• **Given request**
Repeat, line for line, the entries printed below.

Stored entries:
Start

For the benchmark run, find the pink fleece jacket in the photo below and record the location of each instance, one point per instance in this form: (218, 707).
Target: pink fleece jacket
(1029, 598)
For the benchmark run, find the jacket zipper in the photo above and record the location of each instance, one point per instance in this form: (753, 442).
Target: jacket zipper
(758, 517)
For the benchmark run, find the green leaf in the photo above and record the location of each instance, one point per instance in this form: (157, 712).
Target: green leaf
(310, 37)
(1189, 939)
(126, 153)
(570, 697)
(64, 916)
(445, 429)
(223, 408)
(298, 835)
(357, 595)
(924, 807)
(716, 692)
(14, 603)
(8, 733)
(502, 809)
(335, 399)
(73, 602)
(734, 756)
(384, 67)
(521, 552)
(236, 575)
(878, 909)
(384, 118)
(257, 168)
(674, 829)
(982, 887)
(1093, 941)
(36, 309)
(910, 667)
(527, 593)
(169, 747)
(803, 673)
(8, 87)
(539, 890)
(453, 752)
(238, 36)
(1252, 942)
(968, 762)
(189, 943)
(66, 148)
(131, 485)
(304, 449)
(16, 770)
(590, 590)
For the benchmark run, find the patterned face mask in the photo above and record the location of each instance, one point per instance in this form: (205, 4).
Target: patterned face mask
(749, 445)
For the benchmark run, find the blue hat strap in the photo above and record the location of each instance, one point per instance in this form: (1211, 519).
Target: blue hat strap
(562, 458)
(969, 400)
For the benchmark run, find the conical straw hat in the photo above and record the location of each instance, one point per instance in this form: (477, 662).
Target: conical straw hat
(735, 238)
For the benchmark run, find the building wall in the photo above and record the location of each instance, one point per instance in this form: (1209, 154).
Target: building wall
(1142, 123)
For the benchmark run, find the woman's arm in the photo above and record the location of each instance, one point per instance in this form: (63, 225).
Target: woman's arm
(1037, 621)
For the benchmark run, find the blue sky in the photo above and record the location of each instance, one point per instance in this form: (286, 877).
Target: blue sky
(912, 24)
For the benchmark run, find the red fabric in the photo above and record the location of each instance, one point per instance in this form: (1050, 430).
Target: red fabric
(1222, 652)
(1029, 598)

End

• **Worked solution**
For the benchmark run, find the pink fleece jacket in the photo below and record the location of each instance, one point per instance in this form: (218, 707).
Target: pink fleece jacket
(1029, 598)
For the benchmark run, find the jacket zipper in the photo above and record the location of each instance, one point per instance in this form: (753, 442).
Target: jacket zipper
(758, 517)
For the benchmark run, find the green leaf in the photo above and record the location of each instance, one point per instance in this form: (157, 712).
Target: green leaf
(310, 37)
(1189, 939)
(126, 153)
(570, 697)
(64, 916)
(445, 429)
(223, 408)
(298, 835)
(357, 595)
(924, 807)
(716, 692)
(14, 603)
(8, 733)
(502, 809)
(335, 399)
(73, 602)
(734, 756)
(384, 67)
(521, 552)
(236, 575)
(878, 909)
(384, 118)
(257, 168)
(674, 829)
(982, 887)
(1093, 941)
(36, 309)
(910, 667)
(527, 593)
(169, 747)
(803, 673)
(8, 87)
(539, 890)
(453, 752)
(238, 36)
(1252, 942)
(968, 762)
(189, 943)
(66, 148)
(131, 485)
(304, 449)
(16, 770)
(590, 590)
For the benchmark run, find the patterned face mask in the photo above and record the location of each instance, one point per instance in this form: (205, 4).
Target: patterned face mask
(749, 445)
For the benchmark run, find the blue hat strap in the photo above and record the location of each instance, one point per instance in this form: (1211, 519).
Target: blue hat strap
(562, 458)
(969, 400)
For the benchmark run, find the conical straw hat in the photo above and record the location of each instance, one point per instance in this form: (477, 662).
Target: conical straw hat
(735, 238)
For the benchmark run, find the building wall in the photo above and record the location of each instance, one point per instance in this form: (1209, 154).
Target: building wall
(1142, 123)
For the benchmark run, find the woman's arm in the photo above and record the location of each instance, one point per instance in this form: (63, 225).
Target: woman's arm
(1037, 621)
For the benchmark run, find the blue sky in the photo above and record the location of each instance, one point per instance in this form: (286, 877).
Target: blue sky
(912, 24)
For the benchmark run, find the red fabric in the photo above and record the location of each instance, one point per instance in this form: (1050, 430).
Target: red fabric
(1222, 652)
(1029, 598)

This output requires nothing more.